▸ **WHAT TO PRODUCE**: Which lines in the data below contain the string "positive"? Show each one.
=-=-=-=-=
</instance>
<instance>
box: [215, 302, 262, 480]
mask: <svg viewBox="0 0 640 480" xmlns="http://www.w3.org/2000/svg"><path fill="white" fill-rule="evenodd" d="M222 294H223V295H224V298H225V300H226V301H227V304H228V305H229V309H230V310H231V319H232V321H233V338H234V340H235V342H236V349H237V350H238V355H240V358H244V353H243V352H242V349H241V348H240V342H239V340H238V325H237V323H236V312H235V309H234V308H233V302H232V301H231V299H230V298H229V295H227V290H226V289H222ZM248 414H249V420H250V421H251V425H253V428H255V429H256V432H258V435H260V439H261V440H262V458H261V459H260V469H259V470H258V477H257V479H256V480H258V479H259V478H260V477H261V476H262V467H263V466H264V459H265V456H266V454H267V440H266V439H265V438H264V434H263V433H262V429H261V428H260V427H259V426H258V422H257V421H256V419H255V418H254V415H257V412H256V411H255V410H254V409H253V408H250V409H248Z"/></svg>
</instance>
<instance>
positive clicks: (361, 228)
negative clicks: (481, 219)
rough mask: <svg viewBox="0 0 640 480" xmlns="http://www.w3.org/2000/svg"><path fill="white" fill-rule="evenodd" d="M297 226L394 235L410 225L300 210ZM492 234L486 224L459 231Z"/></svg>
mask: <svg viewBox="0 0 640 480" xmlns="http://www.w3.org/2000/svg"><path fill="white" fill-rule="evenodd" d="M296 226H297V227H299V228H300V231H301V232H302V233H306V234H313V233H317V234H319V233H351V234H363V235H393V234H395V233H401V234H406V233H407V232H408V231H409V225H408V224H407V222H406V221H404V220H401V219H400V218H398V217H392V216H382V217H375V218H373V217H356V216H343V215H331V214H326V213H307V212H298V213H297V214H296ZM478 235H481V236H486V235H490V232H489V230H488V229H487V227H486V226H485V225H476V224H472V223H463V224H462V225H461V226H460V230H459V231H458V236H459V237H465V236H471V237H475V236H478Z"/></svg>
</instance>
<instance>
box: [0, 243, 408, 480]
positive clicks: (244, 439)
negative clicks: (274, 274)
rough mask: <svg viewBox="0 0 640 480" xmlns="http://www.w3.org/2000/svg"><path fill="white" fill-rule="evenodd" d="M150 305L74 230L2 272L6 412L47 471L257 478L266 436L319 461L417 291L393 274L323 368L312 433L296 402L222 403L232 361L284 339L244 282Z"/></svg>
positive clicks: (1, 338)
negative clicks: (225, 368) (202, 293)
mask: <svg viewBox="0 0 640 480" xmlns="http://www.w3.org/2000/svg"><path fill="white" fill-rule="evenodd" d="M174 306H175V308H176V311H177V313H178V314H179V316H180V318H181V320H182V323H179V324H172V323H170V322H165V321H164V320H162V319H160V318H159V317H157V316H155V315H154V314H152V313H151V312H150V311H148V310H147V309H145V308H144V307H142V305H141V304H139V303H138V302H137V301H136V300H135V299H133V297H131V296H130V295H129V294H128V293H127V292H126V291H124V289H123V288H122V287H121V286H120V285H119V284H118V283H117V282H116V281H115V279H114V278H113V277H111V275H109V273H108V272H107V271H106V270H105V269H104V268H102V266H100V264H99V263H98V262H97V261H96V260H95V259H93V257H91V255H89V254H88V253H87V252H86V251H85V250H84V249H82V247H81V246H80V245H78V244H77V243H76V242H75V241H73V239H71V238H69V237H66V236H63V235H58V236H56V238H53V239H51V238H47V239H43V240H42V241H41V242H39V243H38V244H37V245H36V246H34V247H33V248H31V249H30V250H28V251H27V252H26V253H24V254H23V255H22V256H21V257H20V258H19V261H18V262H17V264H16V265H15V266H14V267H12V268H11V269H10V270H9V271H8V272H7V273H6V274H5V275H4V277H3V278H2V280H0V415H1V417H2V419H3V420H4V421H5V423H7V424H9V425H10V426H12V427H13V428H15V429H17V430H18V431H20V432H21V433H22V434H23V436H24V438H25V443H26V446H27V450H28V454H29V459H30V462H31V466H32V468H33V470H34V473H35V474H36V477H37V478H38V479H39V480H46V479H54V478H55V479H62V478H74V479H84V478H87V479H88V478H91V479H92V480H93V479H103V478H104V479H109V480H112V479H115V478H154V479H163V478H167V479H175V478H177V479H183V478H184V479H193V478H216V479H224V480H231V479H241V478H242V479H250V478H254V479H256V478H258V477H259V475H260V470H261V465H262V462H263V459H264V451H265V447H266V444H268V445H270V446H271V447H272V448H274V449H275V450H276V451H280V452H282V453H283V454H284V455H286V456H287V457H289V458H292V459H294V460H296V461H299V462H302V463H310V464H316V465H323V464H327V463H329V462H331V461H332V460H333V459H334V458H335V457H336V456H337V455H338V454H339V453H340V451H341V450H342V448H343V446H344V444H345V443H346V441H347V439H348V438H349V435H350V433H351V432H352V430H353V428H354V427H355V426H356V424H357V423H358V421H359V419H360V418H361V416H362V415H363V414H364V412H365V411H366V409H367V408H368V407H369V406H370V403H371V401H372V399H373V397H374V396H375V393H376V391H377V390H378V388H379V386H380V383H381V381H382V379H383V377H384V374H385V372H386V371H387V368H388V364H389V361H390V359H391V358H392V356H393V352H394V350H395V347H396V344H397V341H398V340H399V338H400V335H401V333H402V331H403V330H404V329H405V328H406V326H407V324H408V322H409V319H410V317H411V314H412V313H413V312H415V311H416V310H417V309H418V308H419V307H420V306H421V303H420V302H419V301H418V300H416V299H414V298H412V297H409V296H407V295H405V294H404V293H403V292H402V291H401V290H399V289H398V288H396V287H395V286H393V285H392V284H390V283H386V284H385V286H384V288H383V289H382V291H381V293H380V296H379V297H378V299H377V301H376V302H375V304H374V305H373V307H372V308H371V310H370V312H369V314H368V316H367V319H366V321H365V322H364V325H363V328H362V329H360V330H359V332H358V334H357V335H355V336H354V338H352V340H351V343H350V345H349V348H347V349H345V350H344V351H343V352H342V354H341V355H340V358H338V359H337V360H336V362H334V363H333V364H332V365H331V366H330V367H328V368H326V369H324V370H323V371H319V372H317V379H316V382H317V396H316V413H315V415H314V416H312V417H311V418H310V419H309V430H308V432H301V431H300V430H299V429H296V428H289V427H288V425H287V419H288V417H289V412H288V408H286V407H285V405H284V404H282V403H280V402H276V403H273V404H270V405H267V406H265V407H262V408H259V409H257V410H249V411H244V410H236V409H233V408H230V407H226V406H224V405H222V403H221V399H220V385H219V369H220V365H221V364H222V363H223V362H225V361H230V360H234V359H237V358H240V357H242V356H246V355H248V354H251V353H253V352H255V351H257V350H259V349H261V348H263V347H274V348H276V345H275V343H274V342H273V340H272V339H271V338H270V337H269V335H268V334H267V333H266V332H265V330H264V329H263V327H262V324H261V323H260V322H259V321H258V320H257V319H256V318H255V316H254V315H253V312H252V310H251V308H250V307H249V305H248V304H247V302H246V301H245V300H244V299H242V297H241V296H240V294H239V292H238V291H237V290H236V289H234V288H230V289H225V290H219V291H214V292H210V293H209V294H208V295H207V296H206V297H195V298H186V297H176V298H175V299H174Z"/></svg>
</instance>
=-=-=-=-=
▸ **RESPONSE BOX**:
positive clicks: (361, 228)
positive clicks: (244, 439)
positive clicks: (1, 338)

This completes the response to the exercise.